(Data for analysis begins)

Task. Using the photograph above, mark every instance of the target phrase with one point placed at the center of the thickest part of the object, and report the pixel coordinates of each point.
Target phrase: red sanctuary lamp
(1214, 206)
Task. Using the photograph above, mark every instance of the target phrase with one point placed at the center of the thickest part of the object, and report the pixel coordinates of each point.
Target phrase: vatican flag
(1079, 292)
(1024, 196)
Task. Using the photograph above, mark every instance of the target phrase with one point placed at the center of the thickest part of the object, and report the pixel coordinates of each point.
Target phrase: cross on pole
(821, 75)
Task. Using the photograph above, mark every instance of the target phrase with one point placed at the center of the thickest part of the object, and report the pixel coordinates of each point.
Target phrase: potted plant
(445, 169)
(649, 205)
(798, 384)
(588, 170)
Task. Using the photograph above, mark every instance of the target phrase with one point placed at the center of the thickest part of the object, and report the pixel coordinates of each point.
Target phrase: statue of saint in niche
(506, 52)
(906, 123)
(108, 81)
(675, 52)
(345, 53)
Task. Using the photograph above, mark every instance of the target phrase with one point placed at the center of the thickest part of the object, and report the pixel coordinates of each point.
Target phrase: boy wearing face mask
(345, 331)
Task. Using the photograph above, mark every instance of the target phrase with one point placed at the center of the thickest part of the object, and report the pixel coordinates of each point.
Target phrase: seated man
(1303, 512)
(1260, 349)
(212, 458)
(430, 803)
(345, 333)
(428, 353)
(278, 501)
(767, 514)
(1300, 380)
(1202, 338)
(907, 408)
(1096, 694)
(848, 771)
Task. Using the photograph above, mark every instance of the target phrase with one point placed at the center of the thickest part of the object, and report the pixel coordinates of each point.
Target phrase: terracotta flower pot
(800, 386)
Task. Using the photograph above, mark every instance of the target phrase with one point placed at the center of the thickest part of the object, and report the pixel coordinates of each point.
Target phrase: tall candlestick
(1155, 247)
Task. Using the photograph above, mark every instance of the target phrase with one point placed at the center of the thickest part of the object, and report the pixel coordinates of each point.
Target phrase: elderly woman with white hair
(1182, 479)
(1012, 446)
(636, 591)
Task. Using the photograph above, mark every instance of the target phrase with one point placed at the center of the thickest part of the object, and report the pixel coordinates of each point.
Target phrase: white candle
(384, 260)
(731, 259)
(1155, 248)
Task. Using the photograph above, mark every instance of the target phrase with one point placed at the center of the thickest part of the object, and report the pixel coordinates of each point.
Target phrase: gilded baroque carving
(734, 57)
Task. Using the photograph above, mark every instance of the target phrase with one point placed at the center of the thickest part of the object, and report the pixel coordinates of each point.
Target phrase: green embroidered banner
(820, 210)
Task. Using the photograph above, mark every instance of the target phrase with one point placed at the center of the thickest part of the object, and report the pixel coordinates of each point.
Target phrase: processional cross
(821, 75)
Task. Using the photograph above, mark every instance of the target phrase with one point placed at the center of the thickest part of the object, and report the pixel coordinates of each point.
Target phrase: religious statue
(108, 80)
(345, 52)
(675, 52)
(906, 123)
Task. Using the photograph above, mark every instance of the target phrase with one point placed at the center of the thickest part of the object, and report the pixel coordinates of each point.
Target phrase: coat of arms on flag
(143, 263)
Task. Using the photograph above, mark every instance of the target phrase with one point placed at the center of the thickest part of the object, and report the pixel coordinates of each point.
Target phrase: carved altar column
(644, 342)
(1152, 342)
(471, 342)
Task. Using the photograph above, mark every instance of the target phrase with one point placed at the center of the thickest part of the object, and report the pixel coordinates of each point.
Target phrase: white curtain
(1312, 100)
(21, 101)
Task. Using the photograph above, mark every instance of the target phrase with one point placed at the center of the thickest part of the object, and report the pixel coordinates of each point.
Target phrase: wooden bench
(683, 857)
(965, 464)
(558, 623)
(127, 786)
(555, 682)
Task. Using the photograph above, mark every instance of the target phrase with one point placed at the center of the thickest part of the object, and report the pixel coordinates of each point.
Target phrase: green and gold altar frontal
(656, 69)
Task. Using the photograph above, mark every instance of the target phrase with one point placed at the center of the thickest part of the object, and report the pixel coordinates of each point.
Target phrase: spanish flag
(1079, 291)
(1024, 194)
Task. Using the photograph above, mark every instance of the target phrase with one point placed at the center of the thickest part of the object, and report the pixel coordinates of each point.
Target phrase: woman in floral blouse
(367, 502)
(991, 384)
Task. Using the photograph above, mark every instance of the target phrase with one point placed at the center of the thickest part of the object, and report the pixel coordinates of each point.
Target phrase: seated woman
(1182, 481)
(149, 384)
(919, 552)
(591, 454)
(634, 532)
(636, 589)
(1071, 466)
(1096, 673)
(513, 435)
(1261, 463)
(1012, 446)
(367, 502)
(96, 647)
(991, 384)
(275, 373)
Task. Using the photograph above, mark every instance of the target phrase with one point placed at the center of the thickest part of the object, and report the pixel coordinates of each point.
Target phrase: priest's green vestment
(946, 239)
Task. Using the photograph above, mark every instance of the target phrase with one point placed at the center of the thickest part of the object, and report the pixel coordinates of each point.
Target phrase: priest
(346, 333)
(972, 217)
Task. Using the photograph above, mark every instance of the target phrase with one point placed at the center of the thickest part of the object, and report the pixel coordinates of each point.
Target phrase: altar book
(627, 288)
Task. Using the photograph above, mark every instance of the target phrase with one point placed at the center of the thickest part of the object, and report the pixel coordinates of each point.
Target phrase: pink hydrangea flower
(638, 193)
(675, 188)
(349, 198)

(Data for analysis ends)

→ Problem to work on
Every record above must be printed again exactly.

→ Your response
Task. Using the photograph above, mark every instance of the target phrase with one point placed at the center of the thickest part of the object, and report the pixel coordinates of each point.
Target phrase: red sanctuary lamp
(1214, 206)
Task. Using the photograph above, mark every instance of the target phrase with one point placed at the center of the thickest part of the object, and report the pixel coordinates of each point.
Target phrase: vatican flag
(1079, 292)
(1024, 196)
Task. Using the photograph above, mark every instance of the target phrase with one point placed at the center of the thickest part of the object, and report the pixel coordinates of each point.
Target phrase: cross on pole
(821, 75)
Task. Using the photograph above, mark every instance of the target phrase with one point placed at the center of the thickest part of the object, and report the pixel coordinates of each point.
Target phrase: potted plant
(445, 169)
(649, 205)
(798, 384)
(588, 170)
Task. Using the photograph above, mark every instance of the target phrase with one point placed at the center of the thickest part of the object, and report the pixel coordinates of each point.
Target phrase: statue of saint in niche
(506, 52)
(906, 123)
(108, 81)
(675, 52)
(345, 53)
Task. Using the photograph above, mark every instance of the target phrase with one point placed at the center of the thickest part of the object, and report the pixel coordinates of each point.
Target phrase: boy wearing face mask
(345, 331)
Task. Using the photograph above, mark every instance of the target phrase with one point placed at the center of the thickest part of the object, and report the pixel coordinates of each point.
Target phrase: seated man
(1303, 512)
(1260, 349)
(212, 458)
(430, 803)
(345, 333)
(428, 353)
(278, 501)
(767, 514)
(1300, 380)
(1202, 338)
(907, 408)
(1096, 694)
(848, 771)
Task. Using the photograph above, mark every instance of the target phrase with one point placed at the center of the thickest part of the object, and report the pixel coordinates of each point.
Target phrase: terracotta flower pot
(800, 386)
Task. Using the photograph above, mark every instance of the target phrase with one point placed at the center of the thickest part of the object, and report the pixel coordinates of each point.
Target phrase: tall candlestick
(1155, 247)
Task. Using the photograph above, mark every instance of the target phrase with one point placed at the center of the thickest part of the object, and report the pixel coordinates of each point.
Target phrase: elderly woman with white hair
(1182, 479)
(1012, 446)
(636, 591)
Task. Using the photograph above, mark every instance of the target phrase with one point placed at the center of the thickest part of the object, and report the pixel coordinates of each point.
Target phrase: white candle
(384, 260)
(731, 259)
(1155, 248)
Task. Using the photograph above, mark every instance of the target phrase with one point placed at the center of the thickest part of the object, and report the pixel coordinates of each point.
Target phrase: gilded baroque carving
(734, 57)
Task. Using the photograph above, mark every instance of the target phrase with one point placed at the center of the thickest part of the object, and report the pixel coordinates of each point.
Target phrase: green embroidered banner
(820, 210)
Task. Using the photograph above, mark every instance of the target phrase with one point placed at the center of the thickest part of the object, and report the pixel coordinates of each point.
Target phrase: processional cross
(821, 75)
Task. Using the photograph above, mark every instance of the target phrase with one point placed at the center of the thickest part of the object, and report the pixel coordinates of each point.
Target phrase: religious statue
(108, 80)
(345, 52)
(675, 52)
(906, 123)
Task. Using the photograph above, mark every instance of the target phrase with one point placed at the center of the thickest part of the object, and report the pixel coordinates of each point.
Target phrase: coat of arms on flag
(143, 263)
Task. Using the photograph above, mark every instance of the target phrase with one point placed at the center of the thickest part of the object, and report the pixel coordinates of each point.
Target phrase: carved altar column
(644, 342)
(1152, 342)
(471, 342)
Task. Using the photograph above, mark every instance of the target phrase with one point placed at the center of the thickest part of the object, and report the pixel coordinates of each point.
Target phrase: white curtain
(1312, 100)
(21, 101)
Task. Using the photograph above, mark every instance of the target phrase with one point placed at the center of the thickest part of the object, and report the pixel coordinates of each point.
Target phrase: wooden bench
(683, 857)
(965, 464)
(558, 623)
(127, 786)
(555, 682)
Task. Using the photograph above, mark every instance of the target phrase with one point placed at the center of the thickest part of the object, and report the pixel coordinates of each point.
Target phrase: green and gold altar frontal
(656, 69)
Task. Using the photograph above, mark every instance of the target phrase with one point placed at the center of the thickest part of the object, and report the pixel coordinates of each point.
Target phrase: spanish flag
(1079, 291)
(1024, 194)
Task. Using the photograph above, mark every instance of the target phrase with one point placed at the center of the thickest part of the object, and report the pixel coordinates of each point.
Target phrase: woman in floral blouse
(367, 502)
(991, 384)
Task. Using the photograph above, mark every instance of the target phrase with one point placed at the center of the thickest part of the object, and report the pixel coordinates of each point.
Target phrase: seated woman
(1182, 481)
(149, 384)
(919, 552)
(591, 454)
(634, 532)
(636, 589)
(1071, 466)
(1096, 673)
(513, 435)
(1261, 463)
(1012, 446)
(367, 502)
(96, 647)
(991, 384)
(275, 373)
Task. Using the photograph above, mark every instance of the target phrase with one point placed at the center of the thickest part of the object, and report the pixel coordinates of each point.
Target phrase: priest's green vestment
(946, 239)
Task. Using the photograph above, mark every instance of the target phrase with one point placed at the center of the thickest part of the object, and report the pixel coordinates of each point.
Target phrase: priest
(346, 333)
(972, 217)
Task. Using the photograph above, mark every instance of the target phrase with one point placed at the center of the thickest part of the object, and report the pixel coordinates of each point.
Target phrase: altar book
(627, 288)
Task. Using the photograph above, mark every instance of the target phrase with one point placed at the center of the thickest part of the object, and report the pixel coordinates of each point.
Target phrase: pink hydrangea flower
(638, 193)
(675, 188)
(349, 198)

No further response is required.